#### Instruction 1:
Count how many lines in the records below contain the word "rider", and reply with that number alone.

Borrower’s EBITDA shall be greater than negative One Million Dollars ($1,000,000) for the fiscal quarter ending October 31, 2011. 
 2.5         Exhibit D (Compliance Certificate). Exhibit D, the Compliance Certificate, is amended in its entirety and replaced with Exhibit A
to the Second Amendment. 
 3.      Limitation of Amendments. 

3.1        The amendments set forth in Section 2 above are effective for the
purposes set forth herein and shall be limited precisely as written and shall not be deemed to (a) be a consent to any amendment, waiver or modification of any other term or condition of any Loan Document, or (b) otherwise prejudice any
right or remedy which Lender may now have or may have in the future under or in connection with any Loan Document. 

3.2        This Amendment shall be construed in connection with and as part of the Loan
Documents and all terms, conditions, representations, warranties, covenants and agreements set forth in the Loan Documents, except as herein amended, are hereby ratified and confirmed and shall remain in full force and effect.

#### Record set:
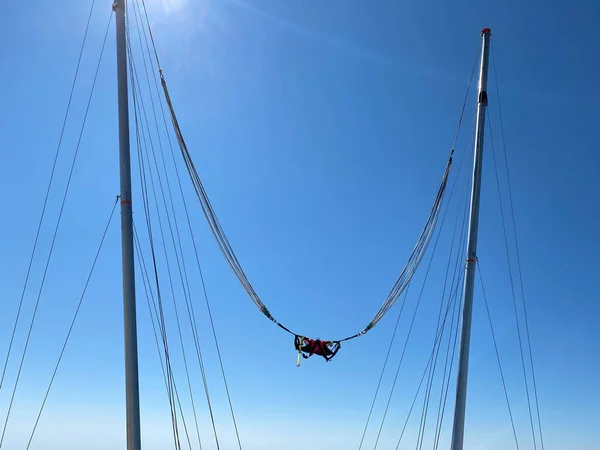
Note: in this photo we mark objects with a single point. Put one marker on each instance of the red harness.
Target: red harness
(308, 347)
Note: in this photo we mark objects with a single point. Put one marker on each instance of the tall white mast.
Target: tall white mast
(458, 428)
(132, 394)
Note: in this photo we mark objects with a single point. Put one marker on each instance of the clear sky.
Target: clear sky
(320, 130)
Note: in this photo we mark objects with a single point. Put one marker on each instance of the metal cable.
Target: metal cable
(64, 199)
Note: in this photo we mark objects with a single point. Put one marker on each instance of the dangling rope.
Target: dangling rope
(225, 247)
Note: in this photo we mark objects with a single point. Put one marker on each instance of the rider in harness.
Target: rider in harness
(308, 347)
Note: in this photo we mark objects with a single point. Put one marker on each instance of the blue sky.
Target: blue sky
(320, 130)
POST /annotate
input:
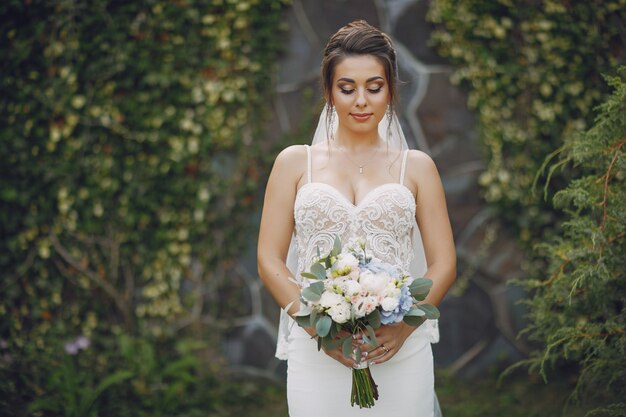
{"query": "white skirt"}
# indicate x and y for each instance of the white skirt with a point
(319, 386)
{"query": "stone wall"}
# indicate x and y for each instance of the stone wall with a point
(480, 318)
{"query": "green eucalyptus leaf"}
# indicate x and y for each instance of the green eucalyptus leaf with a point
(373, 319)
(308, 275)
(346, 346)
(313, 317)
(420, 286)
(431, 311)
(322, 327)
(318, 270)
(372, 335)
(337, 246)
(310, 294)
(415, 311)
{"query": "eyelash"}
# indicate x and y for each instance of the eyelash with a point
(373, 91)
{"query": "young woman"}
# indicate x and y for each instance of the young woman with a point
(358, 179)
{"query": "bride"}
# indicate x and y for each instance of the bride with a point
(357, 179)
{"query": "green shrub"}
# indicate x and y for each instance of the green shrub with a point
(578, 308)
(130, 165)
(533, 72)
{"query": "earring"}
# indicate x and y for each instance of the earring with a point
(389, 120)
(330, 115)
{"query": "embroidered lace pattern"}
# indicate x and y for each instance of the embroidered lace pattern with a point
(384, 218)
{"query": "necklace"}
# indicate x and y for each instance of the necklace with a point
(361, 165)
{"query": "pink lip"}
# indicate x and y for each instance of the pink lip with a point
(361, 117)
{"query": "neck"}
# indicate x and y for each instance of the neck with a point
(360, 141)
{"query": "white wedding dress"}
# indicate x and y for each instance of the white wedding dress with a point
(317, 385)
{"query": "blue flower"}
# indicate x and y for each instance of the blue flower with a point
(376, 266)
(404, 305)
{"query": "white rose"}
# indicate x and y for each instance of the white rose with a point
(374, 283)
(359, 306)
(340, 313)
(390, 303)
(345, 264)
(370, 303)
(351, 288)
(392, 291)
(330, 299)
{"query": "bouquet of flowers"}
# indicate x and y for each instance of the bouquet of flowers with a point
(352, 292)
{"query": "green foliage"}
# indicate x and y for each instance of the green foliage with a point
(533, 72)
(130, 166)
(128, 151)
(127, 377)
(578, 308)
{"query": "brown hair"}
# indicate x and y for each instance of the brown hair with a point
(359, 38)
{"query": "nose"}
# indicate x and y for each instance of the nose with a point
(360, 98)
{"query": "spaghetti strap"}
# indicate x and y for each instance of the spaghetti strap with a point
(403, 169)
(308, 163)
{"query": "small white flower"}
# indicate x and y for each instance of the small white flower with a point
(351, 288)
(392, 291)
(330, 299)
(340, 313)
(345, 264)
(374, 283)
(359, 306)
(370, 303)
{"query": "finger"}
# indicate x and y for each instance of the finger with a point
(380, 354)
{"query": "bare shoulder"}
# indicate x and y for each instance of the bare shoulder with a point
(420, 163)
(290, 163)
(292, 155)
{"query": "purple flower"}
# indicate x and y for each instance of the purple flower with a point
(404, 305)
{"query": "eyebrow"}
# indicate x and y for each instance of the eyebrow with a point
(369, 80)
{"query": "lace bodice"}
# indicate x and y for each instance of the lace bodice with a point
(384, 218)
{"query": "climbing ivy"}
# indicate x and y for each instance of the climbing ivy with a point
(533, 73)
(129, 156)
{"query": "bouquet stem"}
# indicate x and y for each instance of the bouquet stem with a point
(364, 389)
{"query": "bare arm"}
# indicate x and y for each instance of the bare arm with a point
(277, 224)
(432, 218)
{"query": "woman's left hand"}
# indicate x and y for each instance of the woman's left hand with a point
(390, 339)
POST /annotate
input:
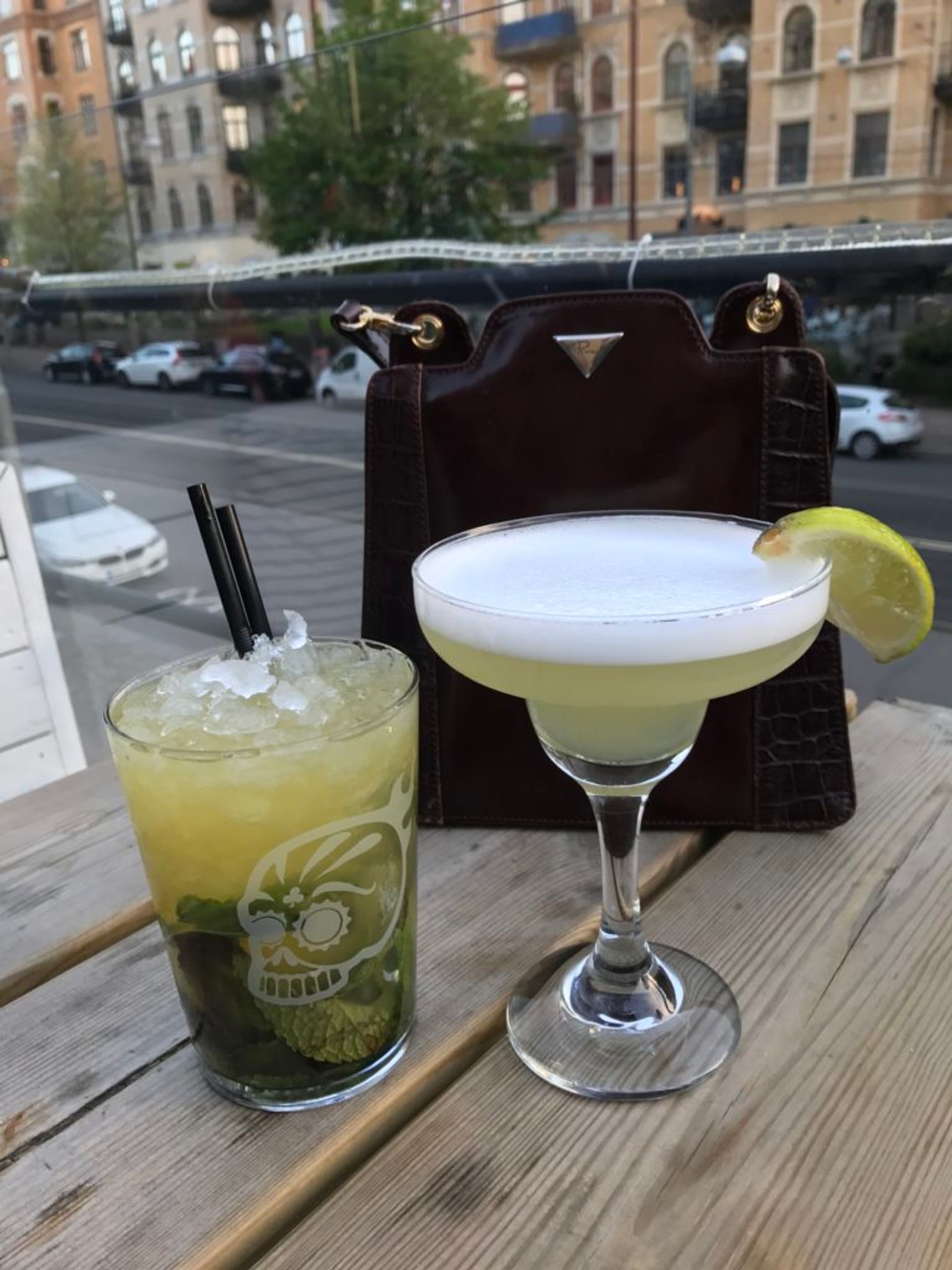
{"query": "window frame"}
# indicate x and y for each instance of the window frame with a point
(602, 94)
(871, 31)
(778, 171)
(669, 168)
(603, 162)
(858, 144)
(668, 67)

#### Instruction 2:
Return, word for word, the passage of the loan amendment above running from "Borrower’s EBITDA shall" up to and including "Limitation of Amendments.".

#### Written solution 1:
2

#### Written solution 2:
Borrower’s EBITDA shall be greater than negative One Million Dollars ($1,000,000) for the fiscal quarter ending October 31, 2011. 
 2.5         Exhibit D (Compliance Certificate). Exhibit D, the Compliance Certificate, is amended in its entirety and replaced with Exhibit A
to the Second Amendment. 
 3.      Limitation of Amendments.